> **DIRECTIVE**:
Beginning with the line containing "Category: patio chair" and ending with the last line of the records, set down every line exactly.

> **SUPPLIED INFORMATION**:

· · · · · · ·

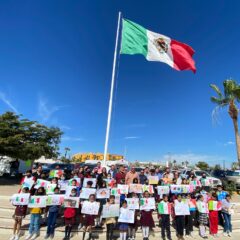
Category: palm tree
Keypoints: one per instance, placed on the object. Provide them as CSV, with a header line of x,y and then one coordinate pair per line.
x,y
67,149
229,99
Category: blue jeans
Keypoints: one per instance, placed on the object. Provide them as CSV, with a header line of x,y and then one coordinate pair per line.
x,y
52,217
227,222
34,223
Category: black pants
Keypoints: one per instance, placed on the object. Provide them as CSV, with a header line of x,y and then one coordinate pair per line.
x,y
179,225
109,232
165,226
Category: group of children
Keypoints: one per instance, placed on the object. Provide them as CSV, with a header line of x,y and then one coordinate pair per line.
x,y
142,218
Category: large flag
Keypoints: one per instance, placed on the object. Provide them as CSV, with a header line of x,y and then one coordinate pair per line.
x,y
156,47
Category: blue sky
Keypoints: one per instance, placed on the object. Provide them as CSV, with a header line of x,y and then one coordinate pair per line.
x,y
56,62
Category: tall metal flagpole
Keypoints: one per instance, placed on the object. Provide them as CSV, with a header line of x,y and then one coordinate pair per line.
x,y
111,92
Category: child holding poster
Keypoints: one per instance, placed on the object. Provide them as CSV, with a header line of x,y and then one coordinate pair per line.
x,y
179,219
146,219
123,226
132,227
110,222
52,217
213,215
203,216
69,216
35,218
165,218
89,219
19,214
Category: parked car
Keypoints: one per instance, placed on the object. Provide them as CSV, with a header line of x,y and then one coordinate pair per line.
x,y
199,173
233,177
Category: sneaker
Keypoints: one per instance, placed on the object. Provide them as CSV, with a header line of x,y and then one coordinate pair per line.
x,y
28,236
35,235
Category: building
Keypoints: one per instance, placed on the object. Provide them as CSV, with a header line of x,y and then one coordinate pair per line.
x,y
82,157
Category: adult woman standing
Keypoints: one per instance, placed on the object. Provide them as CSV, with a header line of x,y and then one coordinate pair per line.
x,y
227,211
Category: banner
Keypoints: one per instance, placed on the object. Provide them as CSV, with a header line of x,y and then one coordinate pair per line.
x,y
122,189
37,202
55,199
28,182
91,208
181,208
20,199
115,192
202,207
41,183
147,204
50,188
93,180
86,192
163,190
133,203
214,205
153,180
206,182
102,193
110,210
55,173
76,179
164,207
126,215
135,188
63,184
176,189
68,190
72,202
148,188
192,204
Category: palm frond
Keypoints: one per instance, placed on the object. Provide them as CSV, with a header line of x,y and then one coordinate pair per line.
x,y
217,90
229,87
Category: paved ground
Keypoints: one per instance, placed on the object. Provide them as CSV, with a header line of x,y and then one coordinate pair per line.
x,y
10,186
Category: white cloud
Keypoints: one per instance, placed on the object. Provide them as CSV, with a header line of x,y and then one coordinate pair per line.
x,y
228,143
7,102
193,158
45,110
131,137
137,125
67,138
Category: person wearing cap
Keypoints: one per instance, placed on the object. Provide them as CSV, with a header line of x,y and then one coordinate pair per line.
x,y
132,174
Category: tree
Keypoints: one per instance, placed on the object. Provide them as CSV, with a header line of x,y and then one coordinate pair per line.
x,y
229,99
202,165
27,140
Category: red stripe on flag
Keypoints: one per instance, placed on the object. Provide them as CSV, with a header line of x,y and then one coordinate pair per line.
x,y
182,56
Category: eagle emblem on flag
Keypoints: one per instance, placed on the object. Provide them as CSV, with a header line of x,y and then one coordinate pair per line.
x,y
161,45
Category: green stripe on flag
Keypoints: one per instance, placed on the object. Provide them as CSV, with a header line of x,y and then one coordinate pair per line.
x,y
134,38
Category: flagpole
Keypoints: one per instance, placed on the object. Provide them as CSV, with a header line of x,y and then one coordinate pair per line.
x,y
111,92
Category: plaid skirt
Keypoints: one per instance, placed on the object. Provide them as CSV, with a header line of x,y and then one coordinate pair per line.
x,y
203,218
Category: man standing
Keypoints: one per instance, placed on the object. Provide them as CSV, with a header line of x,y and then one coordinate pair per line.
x,y
120,176
131,175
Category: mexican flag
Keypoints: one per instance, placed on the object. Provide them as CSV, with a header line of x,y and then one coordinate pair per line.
x,y
164,208
156,47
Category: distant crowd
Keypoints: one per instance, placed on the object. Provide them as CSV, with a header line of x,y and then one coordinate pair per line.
x,y
121,200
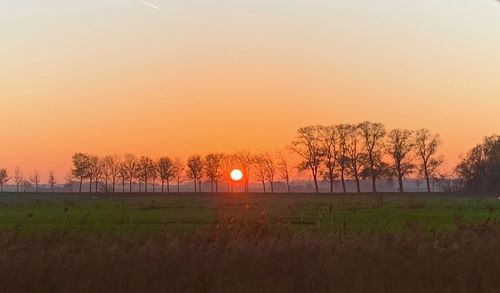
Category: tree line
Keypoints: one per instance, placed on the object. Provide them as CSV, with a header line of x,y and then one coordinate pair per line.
x,y
334,153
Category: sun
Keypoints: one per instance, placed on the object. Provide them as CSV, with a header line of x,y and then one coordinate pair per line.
x,y
236,175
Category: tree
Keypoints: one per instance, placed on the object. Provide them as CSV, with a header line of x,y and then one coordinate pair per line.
x,y
35,179
426,146
213,169
18,177
81,165
261,169
342,157
123,175
166,170
399,146
373,135
355,152
284,170
195,169
112,165
270,169
329,145
95,171
130,167
245,160
479,170
179,170
69,180
228,163
307,145
146,168
52,180
4,178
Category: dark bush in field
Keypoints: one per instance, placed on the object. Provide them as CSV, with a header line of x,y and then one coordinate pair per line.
x,y
247,257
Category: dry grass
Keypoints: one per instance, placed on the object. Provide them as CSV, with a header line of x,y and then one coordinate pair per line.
x,y
243,254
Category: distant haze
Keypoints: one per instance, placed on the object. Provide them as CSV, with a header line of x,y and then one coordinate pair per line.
x,y
118,76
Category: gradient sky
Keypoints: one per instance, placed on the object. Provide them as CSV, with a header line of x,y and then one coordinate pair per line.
x,y
116,76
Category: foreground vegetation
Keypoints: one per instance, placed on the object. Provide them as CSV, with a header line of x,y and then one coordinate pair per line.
x,y
249,243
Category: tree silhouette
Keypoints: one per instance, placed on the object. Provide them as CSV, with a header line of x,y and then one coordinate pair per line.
x,y
213,169
52,180
307,145
166,170
426,146
4,178
399,146
373,135
195,169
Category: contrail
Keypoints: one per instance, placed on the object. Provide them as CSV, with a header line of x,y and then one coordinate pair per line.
x,y
149,4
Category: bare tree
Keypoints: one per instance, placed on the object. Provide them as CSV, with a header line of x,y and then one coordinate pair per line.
x,y
355,152
154,175
123,175
342,157
284,170
329,145
4,178
112,165
179,172
270,169
35,179
245,160
166,170
399,147
228,163
426,147
213,169
261,169
52,180
195,170
69,180
95,171
27,185
307,145
18,177
146,168
131,166
373,135
81,165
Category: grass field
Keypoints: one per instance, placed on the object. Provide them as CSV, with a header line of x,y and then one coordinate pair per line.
x,y
249,243
185,213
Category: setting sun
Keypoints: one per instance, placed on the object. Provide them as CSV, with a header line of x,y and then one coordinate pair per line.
x,y
236,175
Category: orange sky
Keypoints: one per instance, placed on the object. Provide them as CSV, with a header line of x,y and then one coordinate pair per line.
x,y
218,75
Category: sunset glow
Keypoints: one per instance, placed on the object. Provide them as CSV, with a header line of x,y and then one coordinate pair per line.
x,y
236,175
225,76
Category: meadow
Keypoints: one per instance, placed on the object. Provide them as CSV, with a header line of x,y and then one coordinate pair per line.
x,y
249,243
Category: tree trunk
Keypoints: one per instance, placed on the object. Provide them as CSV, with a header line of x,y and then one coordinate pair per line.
x,y
400,180
358,187
342,178
316,182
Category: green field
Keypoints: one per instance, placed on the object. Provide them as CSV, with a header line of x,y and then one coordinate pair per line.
x,y
188,213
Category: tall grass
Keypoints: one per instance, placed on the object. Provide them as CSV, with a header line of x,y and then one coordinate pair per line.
x,y
247,254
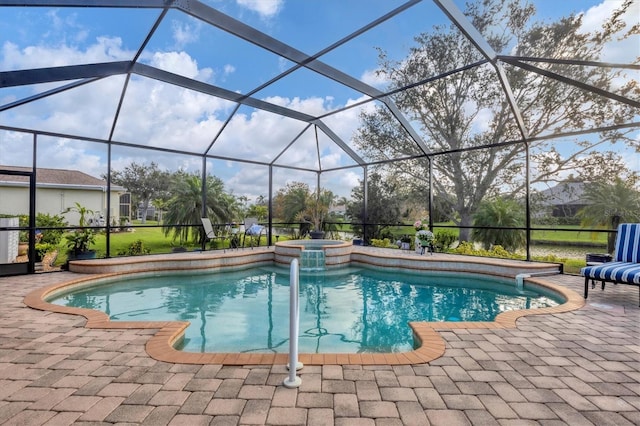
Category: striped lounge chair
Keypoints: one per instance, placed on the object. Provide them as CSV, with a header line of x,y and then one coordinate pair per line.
x,y
625,265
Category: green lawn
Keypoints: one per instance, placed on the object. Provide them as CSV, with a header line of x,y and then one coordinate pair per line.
x,y
154,240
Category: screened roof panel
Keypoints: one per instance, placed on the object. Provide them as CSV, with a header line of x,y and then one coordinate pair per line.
x,y
559,107
256,135
326,22
309,92
72,154
354,124
59,112
16,148
207,58
39,37
162,115
393,37
190,47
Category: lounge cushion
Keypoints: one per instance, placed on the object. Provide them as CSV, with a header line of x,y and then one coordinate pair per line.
x,y
628,243
624,272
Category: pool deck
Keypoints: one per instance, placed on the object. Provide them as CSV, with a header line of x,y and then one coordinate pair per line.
x,y
580,367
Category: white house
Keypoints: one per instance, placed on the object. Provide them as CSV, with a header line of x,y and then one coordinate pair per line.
x,y
57,190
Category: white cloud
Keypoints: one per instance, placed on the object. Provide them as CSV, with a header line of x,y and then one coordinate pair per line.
x,y
180,63
372,78
265,8
184,33
617,51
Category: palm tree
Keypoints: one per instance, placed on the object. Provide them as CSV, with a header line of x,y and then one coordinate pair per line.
x,y
609,204
184,209
499,213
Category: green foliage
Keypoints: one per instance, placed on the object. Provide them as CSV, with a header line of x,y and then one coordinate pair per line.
x,y
468,248
185,209
500,212
136,248
43,248
384,243
144,182
447,110
609,204
51,236
444,239
383,208
79,240
44,220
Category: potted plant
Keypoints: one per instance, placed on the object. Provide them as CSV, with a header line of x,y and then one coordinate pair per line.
x,y
79,240
405,242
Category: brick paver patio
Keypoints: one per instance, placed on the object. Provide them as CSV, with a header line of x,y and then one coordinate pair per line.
x,y
578,368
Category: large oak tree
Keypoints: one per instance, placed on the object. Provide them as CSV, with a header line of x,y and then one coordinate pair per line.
x,y
467,108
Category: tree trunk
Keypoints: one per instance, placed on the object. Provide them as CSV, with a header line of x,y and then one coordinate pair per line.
x,y
611,237
465,233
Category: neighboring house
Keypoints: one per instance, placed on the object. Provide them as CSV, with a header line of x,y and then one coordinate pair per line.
x,y
563,200
56,191
338,209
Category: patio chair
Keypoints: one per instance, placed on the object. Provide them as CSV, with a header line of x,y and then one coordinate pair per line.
x,y
625,265
209,234
252,230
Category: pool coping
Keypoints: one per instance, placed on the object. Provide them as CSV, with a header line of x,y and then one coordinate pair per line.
x,y
160,345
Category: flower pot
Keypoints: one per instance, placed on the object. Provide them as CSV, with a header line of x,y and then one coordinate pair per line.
x,y
316,235
84,255
22,249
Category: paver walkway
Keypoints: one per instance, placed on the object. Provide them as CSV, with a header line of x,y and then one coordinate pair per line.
x,y
577,368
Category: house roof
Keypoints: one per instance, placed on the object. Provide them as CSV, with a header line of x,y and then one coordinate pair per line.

· · · · · · ·

> **EXERCISE SOLUTION**:
Category: patio chair
Keypoints: one per instance, placed on the object. Provide them as CSV, with a header line of x,y and then one coordinate pair per line.
x,y
625,265
209,234
252,230
Category: pool coping
Keypoints: one per instance, placed on the object. Provide them as CSV, with a header line of x,y and then one coordinate pair per line.
x,y
160,345
Category: flower pot
Keypoints: one per instance, placed on the object. Provide them as CSV, with a header line of x,y and then one coordinate pair per line.
x,y
316,235
84,255
22,249
Category: paver walkway
Keypoints: one per instance, placed on the object. Provide them as CSV, with a header line of x,y and then one coordinate pair per line.
x,y
577,368
Category: house roof
Keypoints: one per instance, placed on the object. Provide them as CSV, with a header line of x,y and then one coordinate pair per line.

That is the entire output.